Point placement records
"""

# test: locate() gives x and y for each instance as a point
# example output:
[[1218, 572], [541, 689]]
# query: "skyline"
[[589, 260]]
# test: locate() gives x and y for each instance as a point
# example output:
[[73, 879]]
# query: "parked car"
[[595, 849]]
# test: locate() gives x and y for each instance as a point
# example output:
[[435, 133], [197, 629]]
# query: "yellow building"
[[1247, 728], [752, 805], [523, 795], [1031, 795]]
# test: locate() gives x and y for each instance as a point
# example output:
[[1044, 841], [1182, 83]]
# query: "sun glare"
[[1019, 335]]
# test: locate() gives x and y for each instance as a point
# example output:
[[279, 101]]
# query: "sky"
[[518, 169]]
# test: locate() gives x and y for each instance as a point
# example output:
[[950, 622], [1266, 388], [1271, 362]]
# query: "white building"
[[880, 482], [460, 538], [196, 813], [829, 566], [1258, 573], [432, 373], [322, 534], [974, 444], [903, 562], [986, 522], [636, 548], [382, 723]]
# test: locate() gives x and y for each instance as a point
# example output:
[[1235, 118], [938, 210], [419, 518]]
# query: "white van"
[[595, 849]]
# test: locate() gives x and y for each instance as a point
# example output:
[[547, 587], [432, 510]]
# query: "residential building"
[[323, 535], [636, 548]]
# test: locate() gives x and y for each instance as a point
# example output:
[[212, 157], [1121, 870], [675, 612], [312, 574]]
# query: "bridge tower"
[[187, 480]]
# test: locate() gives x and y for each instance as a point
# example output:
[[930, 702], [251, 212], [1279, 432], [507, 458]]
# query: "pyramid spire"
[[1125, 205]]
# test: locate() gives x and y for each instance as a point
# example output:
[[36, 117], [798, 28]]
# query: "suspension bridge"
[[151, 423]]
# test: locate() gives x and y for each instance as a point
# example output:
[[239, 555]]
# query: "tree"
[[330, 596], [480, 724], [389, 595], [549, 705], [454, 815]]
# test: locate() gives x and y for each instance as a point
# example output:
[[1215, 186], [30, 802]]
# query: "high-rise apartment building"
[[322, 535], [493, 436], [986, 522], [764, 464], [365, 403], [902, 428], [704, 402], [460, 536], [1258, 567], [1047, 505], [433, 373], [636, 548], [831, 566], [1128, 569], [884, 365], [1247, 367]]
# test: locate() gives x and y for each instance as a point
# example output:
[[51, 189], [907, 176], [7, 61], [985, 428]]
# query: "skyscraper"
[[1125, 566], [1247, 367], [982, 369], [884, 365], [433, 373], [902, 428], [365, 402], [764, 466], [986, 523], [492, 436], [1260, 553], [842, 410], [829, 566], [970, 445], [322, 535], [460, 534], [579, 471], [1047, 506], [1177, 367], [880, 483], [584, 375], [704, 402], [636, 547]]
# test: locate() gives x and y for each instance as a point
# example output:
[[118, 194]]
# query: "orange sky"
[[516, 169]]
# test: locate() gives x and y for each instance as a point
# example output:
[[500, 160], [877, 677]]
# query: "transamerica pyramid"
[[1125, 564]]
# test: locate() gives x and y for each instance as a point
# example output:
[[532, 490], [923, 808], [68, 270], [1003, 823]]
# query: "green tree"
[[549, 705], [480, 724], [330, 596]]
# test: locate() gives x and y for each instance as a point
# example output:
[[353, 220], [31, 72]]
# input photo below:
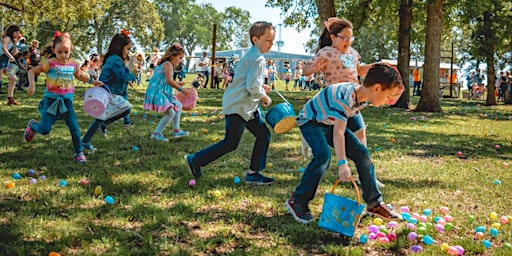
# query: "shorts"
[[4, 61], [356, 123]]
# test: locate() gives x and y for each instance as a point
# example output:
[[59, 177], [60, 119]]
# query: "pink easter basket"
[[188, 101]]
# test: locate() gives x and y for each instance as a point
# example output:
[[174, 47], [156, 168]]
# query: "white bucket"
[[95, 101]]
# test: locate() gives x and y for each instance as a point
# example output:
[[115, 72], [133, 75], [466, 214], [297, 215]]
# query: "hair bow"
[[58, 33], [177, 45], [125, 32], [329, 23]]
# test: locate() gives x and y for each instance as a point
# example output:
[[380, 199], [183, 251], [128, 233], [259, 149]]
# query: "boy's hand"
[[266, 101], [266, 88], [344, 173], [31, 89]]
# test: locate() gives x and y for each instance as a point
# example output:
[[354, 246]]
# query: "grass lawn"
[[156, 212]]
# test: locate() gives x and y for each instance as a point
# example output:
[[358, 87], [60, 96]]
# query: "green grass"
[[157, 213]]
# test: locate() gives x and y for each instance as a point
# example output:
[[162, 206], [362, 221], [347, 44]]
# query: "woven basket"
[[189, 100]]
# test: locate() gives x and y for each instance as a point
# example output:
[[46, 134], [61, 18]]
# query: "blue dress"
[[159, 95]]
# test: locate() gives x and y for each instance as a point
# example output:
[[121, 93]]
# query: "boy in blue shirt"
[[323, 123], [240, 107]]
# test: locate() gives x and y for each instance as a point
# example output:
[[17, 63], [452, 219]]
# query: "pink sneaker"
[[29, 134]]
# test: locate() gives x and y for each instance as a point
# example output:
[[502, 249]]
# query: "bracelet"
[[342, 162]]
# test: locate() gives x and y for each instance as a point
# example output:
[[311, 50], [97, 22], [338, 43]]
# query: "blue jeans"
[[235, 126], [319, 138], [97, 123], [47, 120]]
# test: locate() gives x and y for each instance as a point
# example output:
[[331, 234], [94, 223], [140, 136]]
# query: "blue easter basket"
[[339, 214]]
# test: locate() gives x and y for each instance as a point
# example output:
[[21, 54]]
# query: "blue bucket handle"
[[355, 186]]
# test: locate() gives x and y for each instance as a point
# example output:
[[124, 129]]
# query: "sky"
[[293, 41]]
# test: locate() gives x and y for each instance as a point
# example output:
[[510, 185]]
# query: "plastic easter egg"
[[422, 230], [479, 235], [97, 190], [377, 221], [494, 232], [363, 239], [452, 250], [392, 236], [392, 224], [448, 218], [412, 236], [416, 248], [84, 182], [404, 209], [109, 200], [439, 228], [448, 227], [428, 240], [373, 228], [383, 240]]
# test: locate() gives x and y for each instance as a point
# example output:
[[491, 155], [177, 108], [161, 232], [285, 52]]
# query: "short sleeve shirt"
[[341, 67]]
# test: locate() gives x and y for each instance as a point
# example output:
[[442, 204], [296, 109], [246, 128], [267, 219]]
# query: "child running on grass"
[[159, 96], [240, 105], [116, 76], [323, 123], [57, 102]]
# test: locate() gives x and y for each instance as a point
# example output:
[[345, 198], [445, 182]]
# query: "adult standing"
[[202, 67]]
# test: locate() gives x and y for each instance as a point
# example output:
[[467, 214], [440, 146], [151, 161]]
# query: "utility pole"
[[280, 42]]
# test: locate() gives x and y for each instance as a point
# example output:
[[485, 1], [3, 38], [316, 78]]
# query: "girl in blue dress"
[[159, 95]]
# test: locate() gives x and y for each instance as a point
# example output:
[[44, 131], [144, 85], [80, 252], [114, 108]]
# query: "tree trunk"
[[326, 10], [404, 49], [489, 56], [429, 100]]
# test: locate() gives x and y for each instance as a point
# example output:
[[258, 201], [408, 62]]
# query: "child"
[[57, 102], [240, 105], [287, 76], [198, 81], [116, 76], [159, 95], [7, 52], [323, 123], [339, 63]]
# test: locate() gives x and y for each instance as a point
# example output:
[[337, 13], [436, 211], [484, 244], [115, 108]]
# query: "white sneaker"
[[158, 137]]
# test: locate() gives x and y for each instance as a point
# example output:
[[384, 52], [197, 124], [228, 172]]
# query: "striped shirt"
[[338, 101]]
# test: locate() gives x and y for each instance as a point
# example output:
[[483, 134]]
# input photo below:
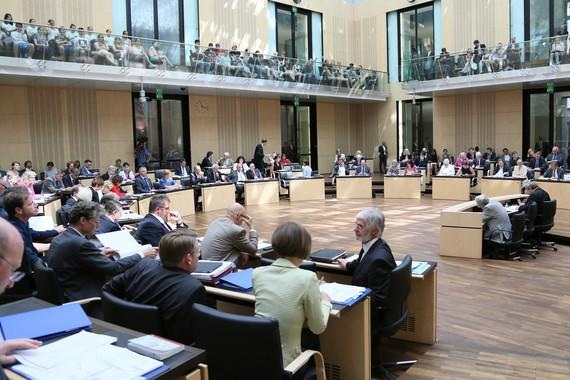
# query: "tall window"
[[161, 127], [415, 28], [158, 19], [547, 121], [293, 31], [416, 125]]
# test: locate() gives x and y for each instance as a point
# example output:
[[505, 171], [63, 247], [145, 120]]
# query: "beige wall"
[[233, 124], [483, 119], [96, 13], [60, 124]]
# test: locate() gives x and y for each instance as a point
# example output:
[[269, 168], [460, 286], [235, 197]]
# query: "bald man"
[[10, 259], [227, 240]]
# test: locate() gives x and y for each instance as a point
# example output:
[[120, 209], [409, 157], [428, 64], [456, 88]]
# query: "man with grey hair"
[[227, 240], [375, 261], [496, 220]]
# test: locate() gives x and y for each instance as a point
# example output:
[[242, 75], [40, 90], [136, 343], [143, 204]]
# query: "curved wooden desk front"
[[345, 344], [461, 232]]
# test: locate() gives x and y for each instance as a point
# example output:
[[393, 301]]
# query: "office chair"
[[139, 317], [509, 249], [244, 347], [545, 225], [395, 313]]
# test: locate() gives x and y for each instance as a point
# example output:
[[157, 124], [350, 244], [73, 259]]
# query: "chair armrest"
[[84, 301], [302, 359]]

"""

» **What you will do**
Please rewrite the listing, starting at its first line and ending at the line containing "[[1019, 335]]", with "yellow building" swapped for "orange building" and nothing else changed.

» **Solved exercise**
# test: locate() gives x and y for each instance as a point
# example output:
[[1218, 572], [541, 689]]
# query: "skyline"
[[589, 260]]
# test: locate() gives x and y for each instance as a point
# example output:
[[73, 879]]
# query: "parked car"
[[595, 849]]
# test: locate() gives x and y for each instance as a point
# example output:
[[435, 133], [197, 629]]
# query: "orange building"
[[1247, 728], [752, 805], [523, 795], [1031, 795]]
# test: locate() gives x and y for each instance as a point
# example output:
[[1044, 841], [1182, 83]]
# query: "sun glare"
[[1019, 335]]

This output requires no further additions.